Exercise requirements: Continue the article about the Iemanjá festival in Salvador, Brazil, starting right after its last sentence.

Text to read:
☆ ☆ ☆ ☆ ☆ ☆ ☆

Iemanjá’s festa day
SHIRLEY STOLZE
Travel

Inside A Raucous Brazilian Sea Goddess Festival

In Salvador, Brazil, a festival honors the sea goddess Iemanjá, ensuring that there will always be an abundance of fish

By Jocelyn C. Zuckerman


Updated on March 29, 2021

It’s not quite 4:30 in the morning on Friday, ­February 2, but the Rio Vermelho neighborhood of Salvador, the capital city of Brazil’s Bahia state, is already buzzing. Revelers, dressed mostly in white, stream along the street parallel to the beach, some still drunk from the night before, others struggling to wake up. In the dark, streetlights reveal pop-up booze stands hung with lemon-yellow Skol beer ads, and stalls selling roses and carnations and lilies—flowers enough for a thousand weddings.

Iemanjá's name comes from the Yoruba yéyé omó ejá, or "mother whose children are fish."

Down by the beach, a crowd has gathered around a makeshift pagoda, where two men in shorts are pounding on 3-foot-tall drums, and another is striking the cowbell-like agogô with a stick. A dozen old women in satin blouses and ankle-length hoop skirts, heads swathed in kerchiefs, sing and dance rhythmically in a large circle, bare feet shuffling in and out. The citrusy scent of the pitanga herb hangs strongly on the air, ­intermingling with smoke from the occasional fireworks.

Everyone knows Brazil likes a party, but when it comes to Iemanjá, the goddess of the ocean and patron spirit of fishermen, this town doesn't fool around. Brazil's oldest city, Salvador served as the main disembarkation point for the 5 million slaves brought to labor on the former Portuguese colony's sugar and tobacco plantations between the 16th and 19th centuries. A vibrant African culture remains intact, including in the form of candomblé, a religion involving the worship of various orixás, or divine beings. Iemanjá—whose name comes from the Yoruba yéyé omó ejá, or "mother whose children are fish"—is considered matriarch of them all and the source of all fertility, love, and sexuality. Her festival, when local fishermen give thanks for the income and sustenance she provides, is one of the most anticipated events of the year.

A boat bearing floral tributes to sea-­goddess Iemanjá makes its way out from the harbor in downtown Salvador.

Already, a long line of the flower-bearing faithful has formed in front of the Casa de Iemanjá, a blue-and-white-painted ­temple fronted by a life-size sculpture of the mermaidlike deity, done up in seashells and shards of mirror. (Candomblé was long condemned by the Catholic Church, forcing its adherents to conceal their symbols inside those of the dominant religion; thus Iemanjá’s many parallels to the Virgin Mary.) Right about now, across town at the Mercado do Peixe, a concrete building painted cantaloupe orange that sits at one end of the sprawling São Joaquim market, the city’s fishermen are returning to harbor with the morning catch in their brightly painted wooden boats. They’ll be throwing back beers at some of the market’s ­pocket-size bars as soon as they’ve unloaded their haul.

☆ ☆ ☆ ☆ ☆ ☆ ☆

Data:

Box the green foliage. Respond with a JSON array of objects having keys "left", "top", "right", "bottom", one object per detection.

☆ ☆ ☆ ☆ ☆ ☆ ☆

Written response:
As the queued devotees reach the Casa de Iemanjá, they hand off their stems and bouquets to an attendant, who incorporates them into giant arrangements bursting with roses and baby's breath. The baskets will eventually be taken to the water's edge and transferred to boats that will carry them out to sea. (Wealthier worshippers will hire their own vessels to deliver their offerings themselves.) Drums rise from every direction, as groups from various terreiros, or places of worship, arrive from around the city, singing, swaying, and bearing flowers and small blue ­statues of the beloved Iemanjá.

Revelers lift 73-year-old priestess Mãe Pel from the water.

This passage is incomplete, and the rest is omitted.